> Work to be completed: Every entry must be repeated exactly. Exclude all pictures.

> Supplied data:
▬▬▬▬▬▬

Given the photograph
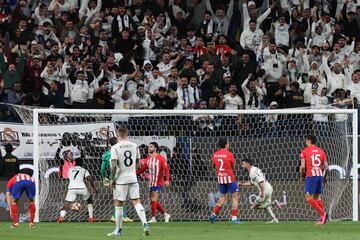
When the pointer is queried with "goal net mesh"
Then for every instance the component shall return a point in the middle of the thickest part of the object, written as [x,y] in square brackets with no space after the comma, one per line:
[273,141]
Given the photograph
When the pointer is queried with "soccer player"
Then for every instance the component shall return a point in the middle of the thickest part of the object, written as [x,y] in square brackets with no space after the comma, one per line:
[224,162]
[157,166]
[15,187]
[313,159]
[77,188]
[257,178]
[106,174]
[124,156]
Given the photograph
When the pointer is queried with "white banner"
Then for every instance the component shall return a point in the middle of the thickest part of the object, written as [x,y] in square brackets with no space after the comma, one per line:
[51,137]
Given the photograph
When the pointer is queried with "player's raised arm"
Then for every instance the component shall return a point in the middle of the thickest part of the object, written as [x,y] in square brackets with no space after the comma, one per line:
[92,184]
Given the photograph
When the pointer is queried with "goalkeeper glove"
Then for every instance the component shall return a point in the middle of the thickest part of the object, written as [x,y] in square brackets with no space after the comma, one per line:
[258,200]
[106,182]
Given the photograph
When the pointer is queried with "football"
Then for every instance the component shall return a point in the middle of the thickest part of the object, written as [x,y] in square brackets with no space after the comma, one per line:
[76,206]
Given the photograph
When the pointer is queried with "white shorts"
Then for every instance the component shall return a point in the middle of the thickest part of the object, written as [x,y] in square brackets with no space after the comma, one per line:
[73,193]
[121,192]
[267,197]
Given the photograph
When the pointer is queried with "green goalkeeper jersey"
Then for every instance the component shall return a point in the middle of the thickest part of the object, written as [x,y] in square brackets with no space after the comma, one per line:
[106,165]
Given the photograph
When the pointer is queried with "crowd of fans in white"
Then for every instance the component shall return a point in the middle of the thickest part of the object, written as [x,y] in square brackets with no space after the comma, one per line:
[190,54]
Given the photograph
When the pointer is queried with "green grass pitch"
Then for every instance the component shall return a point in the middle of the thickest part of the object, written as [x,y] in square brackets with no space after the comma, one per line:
[186,230]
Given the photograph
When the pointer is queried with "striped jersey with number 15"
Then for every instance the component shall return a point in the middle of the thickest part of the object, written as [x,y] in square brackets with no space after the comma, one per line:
[314,159]
[224,163]
[126,154]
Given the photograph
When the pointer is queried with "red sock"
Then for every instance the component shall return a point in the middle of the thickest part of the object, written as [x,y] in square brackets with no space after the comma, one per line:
[315,205]
[32,211]
[14,212]
[153,208]
[321,204]
[235,213]
[216,209]
[160,208]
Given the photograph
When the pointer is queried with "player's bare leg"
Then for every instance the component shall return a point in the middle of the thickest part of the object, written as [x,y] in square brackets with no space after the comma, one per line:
[217,208]
[66,207]
[118,219]
[312,199]
[14,211]
[32,210]
[90,206]
[141,213]
[235,206]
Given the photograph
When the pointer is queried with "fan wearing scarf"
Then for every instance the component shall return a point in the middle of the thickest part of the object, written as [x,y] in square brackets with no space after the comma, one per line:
[253,92]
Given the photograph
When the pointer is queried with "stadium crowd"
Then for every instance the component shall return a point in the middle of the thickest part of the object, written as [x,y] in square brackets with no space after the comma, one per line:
[191,54]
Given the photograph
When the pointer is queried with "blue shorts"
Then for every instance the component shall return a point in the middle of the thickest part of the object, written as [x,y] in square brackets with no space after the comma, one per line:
[21,186]
[228,188]
[155,189]
[313,185]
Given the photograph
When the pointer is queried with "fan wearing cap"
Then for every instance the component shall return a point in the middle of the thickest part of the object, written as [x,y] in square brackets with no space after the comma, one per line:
[221,20]
[335,78]
[232,100]
[251,37]
[11,74]
[9,164]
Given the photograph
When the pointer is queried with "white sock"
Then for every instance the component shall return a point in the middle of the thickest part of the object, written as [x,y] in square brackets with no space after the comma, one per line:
[62,213]
[141,212]
[270,212]
[91,210]
[118,217]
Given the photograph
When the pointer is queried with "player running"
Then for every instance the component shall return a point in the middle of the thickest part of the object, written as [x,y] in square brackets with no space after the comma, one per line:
[224,162]
[124,155]
[257,178]
[77,188]
[313,159]
[106,175]
[156,164]
[15,187]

▬▬▬▬▬▬

> Solved exercise:
Given the photograph
When the pointer is queried with "goal net mesh"
Then for every instance the component shall return a point in the middle of the thickest part of the object, written as [x,y] in square brackets with no space after the comma, one per line:
[273,141]
Given the photograph
When the pointer is queried with "soccer player"
Then for every instance the component shall return a point in the middle of the thickest part of the object, written as [x,y] in square brackets with no space after the comma, one per line:
[224,162]
[157,166]
[15,187]
[313,159]
[77,188]
[257,178]
[106,174]
[124,156]
Given the photograph
When the pointer is queried with "white banner"
Then for every instance the component shall return a point in the middle of the thickest part of the object, written as [x,y] in square brackets with no space after the comma, one per line:
[51,137]
Given the photograph
When the pointer is queried with "player's raised arm"
Then for every instance the component shall return a point in the middle of the thickest part of the object, written as [x,y] in square brackets with no space after the comma, one per line:
[92,184]
Given the photograph
When the pointer is queried with "goalkeeper glove"
Then for every instance the component shall return a point in the middle of the thickest part of the object, written as [x,y] in square brackets with no space after the comma, one per line:
[258,200]
[106,182]
Given the photograph
When the pointer is queried with "football"
Then for every instance the component shall return a point in the middle of the thickest part of the object, written as [x,y] in square brackets with no space after the comma, one per line:
[76,206]
Given the photograph
When the pointer is queried with "white shorts"
Then for every instance the component shall return a point in the middle of the thickest part of the object, written as [x,y] in square brackets with no space after the comma, one per line:
[73,193]
[121,192]
[267,197]
Given the photograph
When the pointer is queried with "green goalkeeper jersey"
Then for every instance the component shall return a point in the middle of the thickest part of the object, written as [x,y] in square brackets with no space after the comma, one per line:
[106,165]
Given the photograph
When the pointer is queried with "crowd of fans in white"
Then for every instance the component shall return a point in the middle of the thickest part of the object, written as [x,y] in square brackets with no space after the comma, one per line:
[190,54]
Given the photograph
When the pointer is queried with "green grass pitch"
Then for every instance the component shall return a point in the middle of the thickest part of the object, written as [x,y] in square brackets with no space after the comma, one per line:
[186,230]
Given the photograph
When the pointer is queried with "striped jersey with number 15"
Then for every instance the component shall return a point in the middle of the thickest part of the object, written as [x,y] in square brackets with no space after the comma, one per line:
[314,159]
[224,163]
[126,154]
Given the photograph
When the pointer is queried with "red sock"
Then for every instance the component shall return a point in the middle of the thickest part of the object, written as [x,y] in square brackets with no space after the comma, one per line:
[315,205]
[32,211]
[14,212]
[153,208]
[321,204]
[235,213]
[216,209]
[160,208]
Given the photograph
When the pointer is queried with "player's bare leg"
Then for every instance the component shall return a point in the middle of the thickest part of the object, written as [x,y] in square brackets with no space after the comma, one per line:
[217,208]
[66,207]
[118,219]
[312,199]
[14,211]
[32,210]
[90,206]
[141,213]
[235,206]
Given the photograph
When the pointer is queried with "fan wearing scarf"
Then for every instance the component shall return a point in the middle of the thickest part of the object, written as [x,y] in square brackets with no space after the comma, one per line:
[253,92]
Given the photograph
When the pointer is queried with "stadium crowd"
Then for every instance the component shall return a point in the middle of the thickest part of the object, written as [x,y] in square brackets with no space after the comma, one per line:
[191,54]
Given the photograph
When the pointer is queried with "blue shorts"
Then for every instance the component shall return a point in the middle of the thickest part of the object, written as [x,y] in square brackets with no space after the comma, one per line:
[21,186]
[228,188]
[155,189]
[313,185]
Given the photograph
When the pointer is queried with "fan wearing cap"
Then for every instance the component shall return a point in the middle of the thickest part of the object, written as [x,y] in square brackets with no space after the comma, one per line:
[221,20]
[335,78]
[232,100]
[251,37]
[11,74]
[9,164]
Given the photograph
When the pointer is queried with "white sock"
Then for every instance the component shall return a point in the middle of the thickest part of the object, written as [x,y] in square brackets with no space after the comma, one per line:
[62,213]
[141,212]
[270,212]
[91,210]
[118,217]
Given the photograph
When the pointer is queried with "player running"
Then for every instance the component shall return a point in the middle of the thickest part of the object, written as [x,y] in square brackets with no space after the comma, one per line:
[224,162]
[124,155]
[257,178]
[77,188]
[313,159]
[106,175]
[156,164]
[15,187]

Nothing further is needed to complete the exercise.